### Dataset records ###

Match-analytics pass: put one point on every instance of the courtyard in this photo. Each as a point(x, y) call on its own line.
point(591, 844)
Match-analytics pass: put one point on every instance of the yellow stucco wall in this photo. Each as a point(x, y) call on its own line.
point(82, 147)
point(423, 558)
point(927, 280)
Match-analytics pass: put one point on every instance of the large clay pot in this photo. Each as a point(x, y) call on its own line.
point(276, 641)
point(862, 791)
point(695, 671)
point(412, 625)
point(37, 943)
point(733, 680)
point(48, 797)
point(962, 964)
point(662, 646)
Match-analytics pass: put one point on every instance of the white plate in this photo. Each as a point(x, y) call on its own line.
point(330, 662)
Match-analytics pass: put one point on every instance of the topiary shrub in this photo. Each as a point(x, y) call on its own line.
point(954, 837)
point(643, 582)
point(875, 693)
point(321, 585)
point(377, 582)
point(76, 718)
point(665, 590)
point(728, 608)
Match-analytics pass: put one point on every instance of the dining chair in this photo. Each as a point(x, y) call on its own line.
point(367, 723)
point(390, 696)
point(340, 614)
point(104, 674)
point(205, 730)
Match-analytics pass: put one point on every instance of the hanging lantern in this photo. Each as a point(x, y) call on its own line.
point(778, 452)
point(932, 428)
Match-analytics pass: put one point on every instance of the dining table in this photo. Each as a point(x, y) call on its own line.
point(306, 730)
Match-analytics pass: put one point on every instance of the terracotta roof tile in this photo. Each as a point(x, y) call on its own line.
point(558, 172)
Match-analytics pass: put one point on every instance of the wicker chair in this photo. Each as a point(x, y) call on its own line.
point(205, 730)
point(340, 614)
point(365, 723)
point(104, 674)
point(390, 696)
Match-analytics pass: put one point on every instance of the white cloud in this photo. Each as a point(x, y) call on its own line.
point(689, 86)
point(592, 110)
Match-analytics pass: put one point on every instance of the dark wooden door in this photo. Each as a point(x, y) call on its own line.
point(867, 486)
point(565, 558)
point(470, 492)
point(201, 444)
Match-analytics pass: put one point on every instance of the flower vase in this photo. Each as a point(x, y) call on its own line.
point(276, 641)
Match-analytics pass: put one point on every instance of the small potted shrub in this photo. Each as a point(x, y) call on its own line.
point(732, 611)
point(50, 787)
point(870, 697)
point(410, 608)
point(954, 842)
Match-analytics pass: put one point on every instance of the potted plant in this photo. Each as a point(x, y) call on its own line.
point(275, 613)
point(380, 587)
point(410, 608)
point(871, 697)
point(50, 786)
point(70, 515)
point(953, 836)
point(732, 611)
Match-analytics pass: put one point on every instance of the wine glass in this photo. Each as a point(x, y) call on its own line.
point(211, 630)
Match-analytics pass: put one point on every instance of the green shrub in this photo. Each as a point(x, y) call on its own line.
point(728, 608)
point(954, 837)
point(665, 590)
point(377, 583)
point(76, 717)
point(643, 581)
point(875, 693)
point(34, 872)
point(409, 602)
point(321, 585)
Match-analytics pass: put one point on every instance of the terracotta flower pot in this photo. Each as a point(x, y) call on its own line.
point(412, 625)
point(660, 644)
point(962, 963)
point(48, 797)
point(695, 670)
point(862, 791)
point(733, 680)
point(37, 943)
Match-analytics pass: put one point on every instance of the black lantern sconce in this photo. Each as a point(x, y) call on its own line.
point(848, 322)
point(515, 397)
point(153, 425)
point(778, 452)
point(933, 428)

###

__The request__: Can you reproduce the listing above word for word, from its first line up to and including the line with "point(932, 428)"?

__The solution__:
Match-analytics pass: put one point on every instance of the courtyard in this photo. Each as a point(x, y) call on its own line.
point(591, 844)
Match-analytics pass: put one point on every instance of the yellow stucco wall in this photo. Each as a point(x, y) call on its own line.
point(82, 147)
point(423, 558)
point(927, 280)
Match-analytics pass: put one point on every instance of the large clay pot in this photo. Each as a point(x, y) call on its own line.
point(276, 641)
point(862, 791)
point(695, 671)
point(412, 625)
point(37, 943)
point(733, 680)
point(48, 797)
point(962, 964)
point(662, 646)
Match-analytics pass: put one point on every instance of the white plate in this photo. Each as a point(x, y) call on its own line.
point(330, 662)
Match-analytics pass: put one point on every instance of the topiary shrub in this photo. Each as a point(x, y) call on its own line.
point(954, 837)
point(643, 582)
point(875, 693)
point(321, 585)
point(377, 582)
point(76, 718)
point(665, 590)
point(728, 608)
Match-analytics pass: put one point on every instance of the dining chair in this photo. Each as a point(x, y) call on its own line.
point(367, 723)
point(390, 696)
point(340, 614)
point(104, 674)
point(205, 730)
Match-analytics pass: put one point on every instance of the hanging lantern in this photo. Each as a point(x, y) call on its own line.
point(778, 452)
point(932, 428)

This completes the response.